**Excerpted data**
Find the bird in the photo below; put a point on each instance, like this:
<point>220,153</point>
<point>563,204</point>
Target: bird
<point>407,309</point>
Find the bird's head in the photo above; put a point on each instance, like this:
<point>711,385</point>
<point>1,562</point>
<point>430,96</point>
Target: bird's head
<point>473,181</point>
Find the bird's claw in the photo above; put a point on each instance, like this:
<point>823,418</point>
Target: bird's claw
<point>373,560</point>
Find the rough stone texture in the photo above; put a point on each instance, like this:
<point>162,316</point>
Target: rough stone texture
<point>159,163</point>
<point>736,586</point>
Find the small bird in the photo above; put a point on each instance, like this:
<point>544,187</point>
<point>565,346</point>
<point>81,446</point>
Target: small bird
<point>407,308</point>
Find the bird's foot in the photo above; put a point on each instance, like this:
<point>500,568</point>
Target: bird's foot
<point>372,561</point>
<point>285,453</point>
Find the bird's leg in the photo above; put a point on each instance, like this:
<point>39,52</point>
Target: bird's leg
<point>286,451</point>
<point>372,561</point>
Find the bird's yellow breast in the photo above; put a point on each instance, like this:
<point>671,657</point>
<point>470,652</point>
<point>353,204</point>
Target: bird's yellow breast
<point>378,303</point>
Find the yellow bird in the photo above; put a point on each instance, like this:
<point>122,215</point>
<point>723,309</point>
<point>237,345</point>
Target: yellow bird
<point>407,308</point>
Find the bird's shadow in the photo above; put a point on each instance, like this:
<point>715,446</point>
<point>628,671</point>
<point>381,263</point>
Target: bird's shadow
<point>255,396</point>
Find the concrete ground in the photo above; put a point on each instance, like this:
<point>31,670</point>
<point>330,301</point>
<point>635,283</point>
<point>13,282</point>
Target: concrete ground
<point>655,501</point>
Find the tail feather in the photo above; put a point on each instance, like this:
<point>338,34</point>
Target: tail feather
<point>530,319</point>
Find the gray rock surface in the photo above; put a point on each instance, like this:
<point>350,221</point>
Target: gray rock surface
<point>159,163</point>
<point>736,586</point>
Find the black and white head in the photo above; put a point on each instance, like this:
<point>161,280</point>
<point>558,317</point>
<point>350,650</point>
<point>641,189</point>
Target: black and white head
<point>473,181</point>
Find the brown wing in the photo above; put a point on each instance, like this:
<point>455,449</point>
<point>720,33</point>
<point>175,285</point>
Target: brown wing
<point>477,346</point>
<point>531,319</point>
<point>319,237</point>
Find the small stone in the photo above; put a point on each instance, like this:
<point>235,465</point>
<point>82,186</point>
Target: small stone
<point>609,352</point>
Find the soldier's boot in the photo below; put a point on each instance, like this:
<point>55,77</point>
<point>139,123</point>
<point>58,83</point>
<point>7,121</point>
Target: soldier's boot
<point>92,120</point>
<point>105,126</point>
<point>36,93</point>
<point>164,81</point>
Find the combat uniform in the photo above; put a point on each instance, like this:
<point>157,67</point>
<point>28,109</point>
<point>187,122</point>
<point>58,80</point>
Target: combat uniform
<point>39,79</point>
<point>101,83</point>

**What is required**
Could you update all the records above by replacing "Target" with "Label" everywhere and leaving everything else unchanged?

**Reply**
Find the bird in the photo below; put a point on each instance, like this:
<point>220,153</point>
<point>563,204</point>
Label: bird
<point>407,309</point>
Find the bird's head in the photo above; put a point on each instance, like this:
<point>711,385</point>
<point>1,562</point>
<point>430,96</point>
Label: bird's head
<point>473,181</point>
Find the bird's claw in the photo above; put a point on each instance, like this:
<point>823,418</point>
Label: bird's claw
<point>373,560</point>
Find the rough stone texture in the photo above; put a point on each instance, like this:
<point>162,316</point>
Label: rough stone texture
<point>159,163</point>
<point>736,586</point>
Find the small bird in the photo above; put a point on each instance, like this:
<point>544,187</point>
<point>565,346</point>
<point>81,446</point>
Label: small bird
<point>407,308</point>
Find the bird's foot in the photo above; put a point on each instance, like this:
<point>500,568</point>
Label: bird's foot
<point>372,561</point>
<point>285,453</point>
Find the bird's leg in the photo above; put a point on each instance, like this:
<point>39,52</point>
Label: bird's leg
<point>286,451</point>
<point>372,561</point>
Find the bird's yellow breast in the photo above; put a point on each instance, like this:
<point>671,657</point>
<point>470,652</point>
<point>353,204</point>
Label: bird's yellow breast
<point>378,303</point>
Find the yellow bird in the photo above; put a point on each instance, like this:
<point>122,215</point>
<point>723,309</point>
<point>237,345</point>
Label: yellow bird
<point>407,308</point>
Find the bird's shadow in the photo above; put a point on each instance, like this:
<point>715,446</point>
<point>628,671</point>
<point>381,263</point>
Label: bird's shadow
<point>255,396</point>
Find the concrete ground in the photo above; put a point on each instance, like this:
<point>31,670</point>
<point>330,301</point>
<point>635,283</point>
<point>13,282</point>
Label: concrete ground
<point>655,501</point>
Find the tail feather in the photo above; put a point on each instance, like this:
<point>338,34</point>
Label: tail feather
<point>530,319</point>
Find the gray rock surface in the photo above; put a point on each instance, like this:
<point>350,221</point>
Label: gray rock surface
<point>159,163</point>
<point>736,586</point>
Find the black and white head in the photo above; put a point on each instance, like this:
<point>161,280</point>
<point>558,317</point>
<point>350,650</point>
<point>641,189</point>
Label: black and white head
<point>473,181</point>
Find the brown wing in the photo above; put a point on each instance, like this:
<point>455,449</point>
<point>720,33</point>
<point>175,285</point>
Label: brown wing
<point>477,346</point>
<point>531,319</point>
<point>319,237</point>
Find the small stone in the photo above; put a point on each instance, like this:
<point>235,465</point>
<point>82,186</point>
Label: small stone
<point>609,352</point>
Find the soldier's boot in the photo below; put a point on each instance, like this:
<point>55,77</point>
<point>139,123</point>
<point>58,83</point>
<point>7,121</point>
Label: soldier's boot
<point>92,120</point>
<point>105,126</point>
<point>36,93</point>
<point>164,81</point>
Find the combat uniform in the photo above; put a point on each instance, like this:
<point>157,67</point>
<point>28,109</point>
<point>187,122</point>
<point>58,80</point>
Label: combat uniform
<point>39,79</point>
<point>101,83</point>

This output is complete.